**Given text:**
>>>

Coinbase Fires Engineers Refusing AI Tools in 14% Workforce Reduction

Coinbase cut 14% of its workforce — 693 employees — by the end of 2025. It's the exchange's third major reduction in three years, but CEO Brian Armstrong framed this one differently: this is about preparing for an AI-driven transformation, not reacting to a market crash.

The AI mandate

Armstrong is pushing the remaining staff toward a future where half the company's code is written by AI. Engineers who refused to adopt tools like GitHub Copilot were let go. The company is reorganizing into 'AI-native pods' — one-person teams that handle engineering, design, and product roles. The org chart is flattening to just five leadership layers below the CEO and COO. And every leader, from team leads on up, must stay an active individual contributor — a 'player-coach' role.

What laid-off workers get

Severance includes 16 weeks of base pay plus two weeks per year of service, with the next equity vest paid out. U.S. employees get six months of COBRA coverage. The company is offering extra visa transition support for affected international workers.

<<<

**Task statement:** Can you reproduce the Coinbase layoffs text from "Coinbase Fires Engineers" to "a 'player-coach' role.", replacing "pods" with "units"? You won't need the rows for this.

**Information:**
>>>

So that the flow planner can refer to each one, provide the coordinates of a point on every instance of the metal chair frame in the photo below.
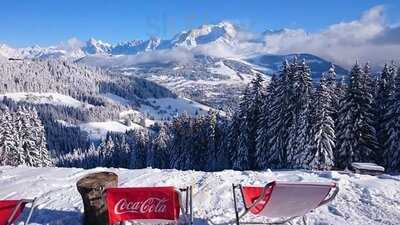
(239, 215)
(22, 201)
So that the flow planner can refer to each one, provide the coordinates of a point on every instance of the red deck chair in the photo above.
(149, 204)
(283, 201)
(10, 210)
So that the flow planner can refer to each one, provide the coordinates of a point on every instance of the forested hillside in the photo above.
(286, 122)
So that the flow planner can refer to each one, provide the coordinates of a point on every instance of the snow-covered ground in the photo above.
(45, 98)
(98, 130)
(362, 199)
(164, 108)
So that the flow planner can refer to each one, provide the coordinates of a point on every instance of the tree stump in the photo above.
(91, 189)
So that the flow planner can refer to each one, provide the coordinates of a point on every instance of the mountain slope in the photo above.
(362, 199)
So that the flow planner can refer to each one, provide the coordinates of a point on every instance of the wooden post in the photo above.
(91, 187)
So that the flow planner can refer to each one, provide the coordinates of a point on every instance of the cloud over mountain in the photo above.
(369, 38)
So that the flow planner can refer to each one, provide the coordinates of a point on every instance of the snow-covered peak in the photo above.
(222, 32)
(135, 46)
(94, 46)
(8, 52)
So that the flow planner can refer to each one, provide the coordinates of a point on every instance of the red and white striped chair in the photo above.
(280, 202)
(149, 204)
(10, 210)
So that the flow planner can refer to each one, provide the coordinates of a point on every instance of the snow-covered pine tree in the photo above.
(281, 118)
(159, 155)
(40, 140)
(211, 137)
(356, 137)
(139, 151)
(107, 151)
(240, 157)
(322, 137)
(384, 92)
(250, 108)
(263, 152)
(392, 125)
(298, 151)
(11, 152)
(232, 138)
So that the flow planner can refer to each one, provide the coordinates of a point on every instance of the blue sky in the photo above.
(46, 22)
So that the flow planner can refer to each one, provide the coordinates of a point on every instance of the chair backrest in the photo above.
(7, 208)
(151, 204)
(251, 194)
(292, 199)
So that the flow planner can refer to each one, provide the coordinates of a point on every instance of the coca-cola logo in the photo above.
(150, 205)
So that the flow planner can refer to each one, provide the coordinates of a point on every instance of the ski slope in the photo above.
(362, 199)
(45, 98)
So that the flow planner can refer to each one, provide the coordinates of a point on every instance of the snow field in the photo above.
(362, 199)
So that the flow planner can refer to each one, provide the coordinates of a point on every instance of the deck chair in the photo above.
(10, 210)
(281, 202)
(149, 204)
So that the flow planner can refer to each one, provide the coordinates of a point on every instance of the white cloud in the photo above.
(368, 39)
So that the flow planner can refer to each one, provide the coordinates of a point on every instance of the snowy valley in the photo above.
(362, 200)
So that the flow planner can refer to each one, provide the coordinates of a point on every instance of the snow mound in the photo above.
(44, 98)
(165, 108)
(362, 199)
(98, 130)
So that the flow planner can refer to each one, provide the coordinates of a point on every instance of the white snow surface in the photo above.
(362, 199)
(368, 166)
(98, 130)
(171, 107)
(45, 98)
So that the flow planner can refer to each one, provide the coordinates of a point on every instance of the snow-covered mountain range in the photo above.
(210, 64)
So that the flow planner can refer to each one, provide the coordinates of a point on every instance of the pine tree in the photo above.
(322, 138)
(211, 138)
(250, 111)
(392, 118)
(384, 92)
(281, 118)
(159, 155)
(11, 152)
(139, 151)
(356, 135)
(298, 151)
(263, 152)
(40, 140)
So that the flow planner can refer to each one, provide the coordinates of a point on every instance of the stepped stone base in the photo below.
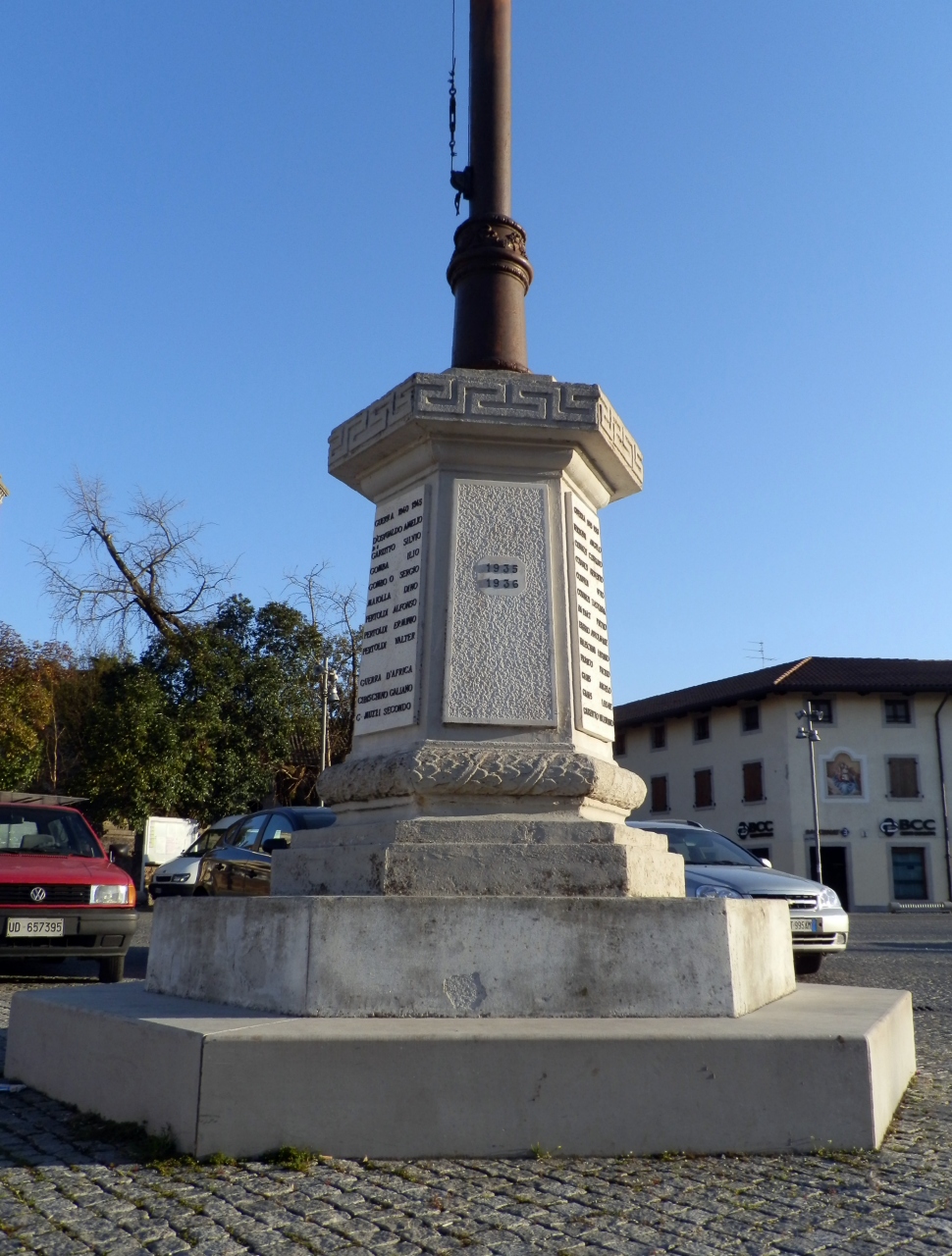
(820, 1069)
(502, 855)
(475, 958)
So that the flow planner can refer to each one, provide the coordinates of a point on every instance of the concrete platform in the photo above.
(824, 1067)
(481, 958)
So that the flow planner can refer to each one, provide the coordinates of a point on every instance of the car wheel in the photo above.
(804, 965)
(111, 969)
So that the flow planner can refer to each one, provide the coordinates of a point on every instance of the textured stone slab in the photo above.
(500, 644)
(493, 772)
(480, 856)
(451, 958)
(821, 1069)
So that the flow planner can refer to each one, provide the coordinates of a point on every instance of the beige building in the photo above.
(726, 754)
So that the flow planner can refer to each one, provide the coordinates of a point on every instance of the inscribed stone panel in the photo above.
(499, 655)
(389, 673)
(591, 667)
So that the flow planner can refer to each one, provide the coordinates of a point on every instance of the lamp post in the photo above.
(807, 732)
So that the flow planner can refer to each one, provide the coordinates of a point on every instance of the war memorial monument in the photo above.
(480, 955)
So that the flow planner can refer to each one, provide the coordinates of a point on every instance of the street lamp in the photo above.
(807, 732)
(328, 691)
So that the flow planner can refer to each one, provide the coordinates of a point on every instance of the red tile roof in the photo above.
(807, 676)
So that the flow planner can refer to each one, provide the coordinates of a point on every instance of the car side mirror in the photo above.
(270, 844)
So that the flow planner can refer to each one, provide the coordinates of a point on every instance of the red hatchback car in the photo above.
(61, 896)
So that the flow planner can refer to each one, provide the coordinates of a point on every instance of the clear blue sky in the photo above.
(225, 225)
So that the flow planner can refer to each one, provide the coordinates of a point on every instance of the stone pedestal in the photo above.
(483, 750)
(820, 1071)
(479, 955)
(475, 958)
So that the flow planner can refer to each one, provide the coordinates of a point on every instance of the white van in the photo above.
(180, 875)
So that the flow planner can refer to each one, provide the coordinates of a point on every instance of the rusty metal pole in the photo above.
(489, 272)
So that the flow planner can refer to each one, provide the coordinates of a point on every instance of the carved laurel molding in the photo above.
(490, 242)
(484, 395)
(498, 771)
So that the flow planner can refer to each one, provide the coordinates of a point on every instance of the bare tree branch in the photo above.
(130, 575)
(337, 614)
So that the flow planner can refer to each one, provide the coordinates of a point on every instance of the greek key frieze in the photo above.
(486, 395)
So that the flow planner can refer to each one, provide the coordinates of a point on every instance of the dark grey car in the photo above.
(242, 864)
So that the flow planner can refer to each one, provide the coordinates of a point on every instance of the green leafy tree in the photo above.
(26, 709)
(133, 762)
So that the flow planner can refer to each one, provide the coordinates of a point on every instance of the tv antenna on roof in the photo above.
(755, 650)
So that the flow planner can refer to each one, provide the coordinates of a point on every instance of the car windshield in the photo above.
(314, 819)
(207, 842)
(35, 830)
(704, 847)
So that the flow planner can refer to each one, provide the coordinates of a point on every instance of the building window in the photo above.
(897, 709)
(660, 794)
(753, 783)
(704, 788)
(903, 777)
(910, 871)
(822, 708)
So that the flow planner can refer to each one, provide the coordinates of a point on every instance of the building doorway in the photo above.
(834, 870)
(910, 871)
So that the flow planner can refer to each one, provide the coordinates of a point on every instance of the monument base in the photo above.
(820, 1069)
(526, 856)
(463, 956)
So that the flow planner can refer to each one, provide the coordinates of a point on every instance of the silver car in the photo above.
(716, 866)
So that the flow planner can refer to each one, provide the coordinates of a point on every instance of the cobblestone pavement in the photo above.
(63, 1189)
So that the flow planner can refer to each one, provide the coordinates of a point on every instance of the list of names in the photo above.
(389, 671)
(591, 667)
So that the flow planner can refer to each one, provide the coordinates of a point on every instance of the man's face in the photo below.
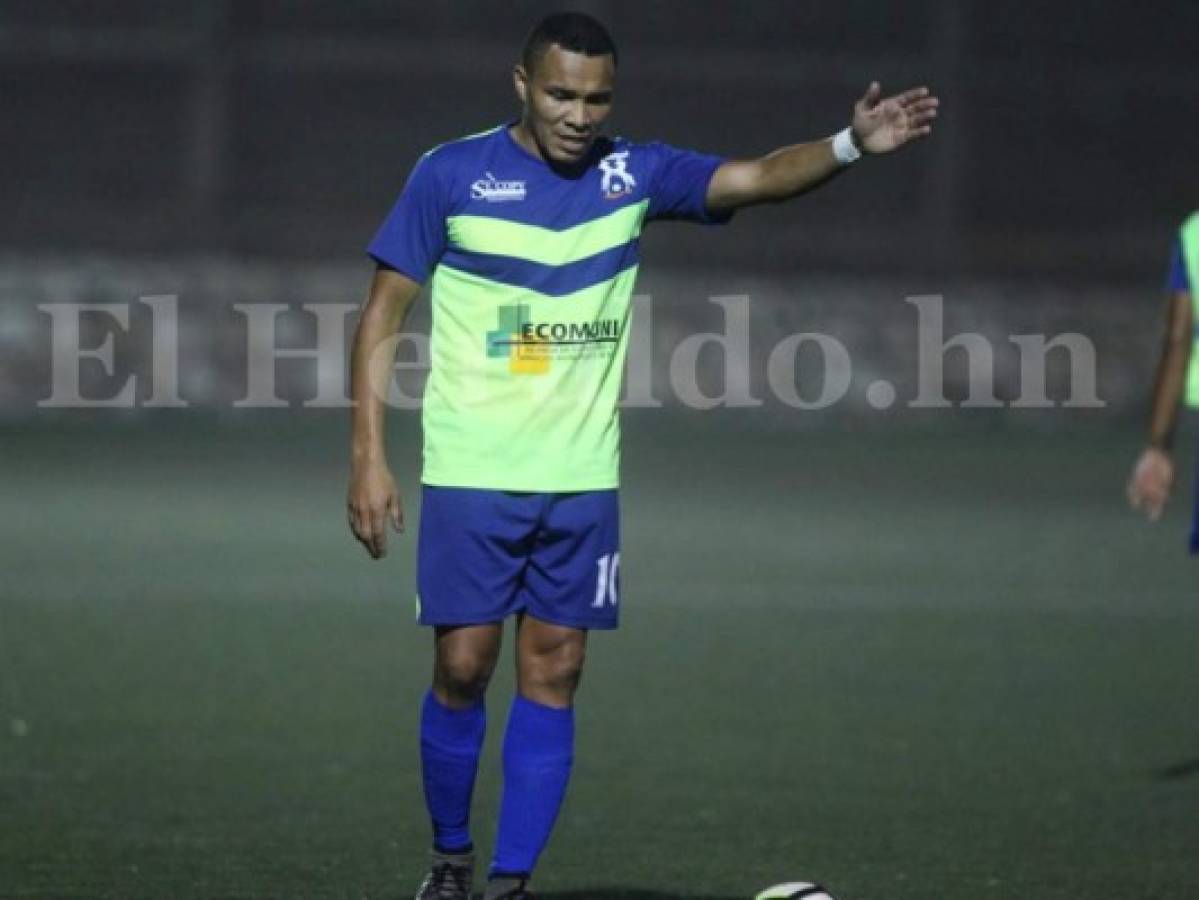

<<<

**Task response:**
Coinbase Fires Engineers Refusing AI Tools in 14% Workforce Reduction

Coinbase cut 14% of its workforce — 693 employees — by the end of 2025. It's the exchange's third major reduction in three years, but CEO Brian Armstrong framed this one differently: this is about preparing for an AI-driven transformation, not reacting to a market crash.

The AI mandate

Armstrong is pushing the remaining staff toward a future where half the company's code is written by AI. Engineers who refused to adopt tools like GitHub Copilot were let go. The company is reorganizing into 'AI-native units' — one-person teams that handle engineering, design, and product roles. The org chart is flattening to just five leadership layers below the CEO and COO. And every leader, from team leads on up, must stay an active individual contributor — a 'player-coach' role.